▼
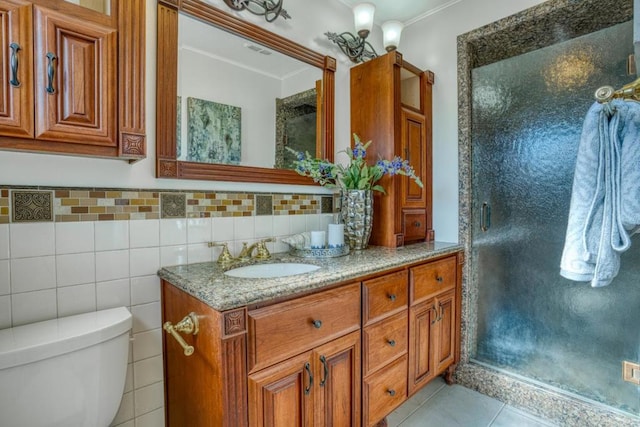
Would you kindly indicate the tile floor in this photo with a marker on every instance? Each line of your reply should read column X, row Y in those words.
column 440, row 405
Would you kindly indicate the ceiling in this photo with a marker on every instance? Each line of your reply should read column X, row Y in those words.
column 405, row 11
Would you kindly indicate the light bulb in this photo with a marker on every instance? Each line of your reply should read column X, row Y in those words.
column 363, row 18
column 391, row 31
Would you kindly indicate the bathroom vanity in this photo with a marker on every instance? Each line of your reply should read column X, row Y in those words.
column 343, row 345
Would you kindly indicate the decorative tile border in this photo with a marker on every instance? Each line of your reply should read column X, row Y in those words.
column 264, row 204
column 31, row 206
column 173, row 205
column 4, row 206
column 204, row 205
column 296, row 204
column 95, row 204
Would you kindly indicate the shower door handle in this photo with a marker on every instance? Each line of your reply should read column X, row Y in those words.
column 485, row 217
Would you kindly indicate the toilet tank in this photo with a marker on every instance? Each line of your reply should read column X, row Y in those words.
column 66, row 372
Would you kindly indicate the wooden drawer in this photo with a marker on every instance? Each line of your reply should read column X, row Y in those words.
column 282, row 330
column 414, row 225
column 384, row 391
column 384, row 295
column 384, row 341
column 431, row 278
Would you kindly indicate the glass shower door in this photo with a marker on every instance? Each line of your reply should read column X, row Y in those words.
column 527, row 118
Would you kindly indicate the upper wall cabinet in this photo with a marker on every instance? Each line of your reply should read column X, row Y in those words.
column 391, row 105
column 72, row 77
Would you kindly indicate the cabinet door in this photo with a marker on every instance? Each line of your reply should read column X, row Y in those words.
column 422, row 328
column 75, row 79
column 16, row 69
column 338, row 382
column 414, row 150
column 445, row 347
column 282, row 395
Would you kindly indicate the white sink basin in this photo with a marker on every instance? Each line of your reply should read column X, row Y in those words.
column 263, row 271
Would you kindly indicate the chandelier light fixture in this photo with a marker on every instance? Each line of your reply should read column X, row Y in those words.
column 267, row 8
column 356, row 47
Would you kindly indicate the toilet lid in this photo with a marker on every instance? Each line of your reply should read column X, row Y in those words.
column 37, row 341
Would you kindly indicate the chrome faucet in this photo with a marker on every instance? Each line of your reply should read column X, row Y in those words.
column 262, row 251
column 246, row 251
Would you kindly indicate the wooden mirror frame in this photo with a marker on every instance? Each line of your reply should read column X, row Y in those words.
column 167, row 165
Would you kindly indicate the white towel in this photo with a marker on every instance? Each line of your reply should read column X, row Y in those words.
column 605, row 202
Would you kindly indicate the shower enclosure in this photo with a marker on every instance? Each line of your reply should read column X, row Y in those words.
column 526, row 119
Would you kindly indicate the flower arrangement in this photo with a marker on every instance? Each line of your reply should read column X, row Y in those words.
column 358, row 174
▲
> [Your objective]
Rewrite the data starting at the line that contains "Would you kindly indicate the shower door" and ending at the line that contains "column 66, row 372", changing "toilet tank" to "toilet bowl" and keeping everything else the same.

> [Worked answer]
Would you kindly indicate the shower door handle in this photo with a marker on every instance? Each line of your reply should read column X, row Y in those words.
column 485, row 217
Would you kindly indicate the toilet bowl in this photo with a marker on every instance? Each line of your reply should read column X, row Y in those words.
column 66, row 372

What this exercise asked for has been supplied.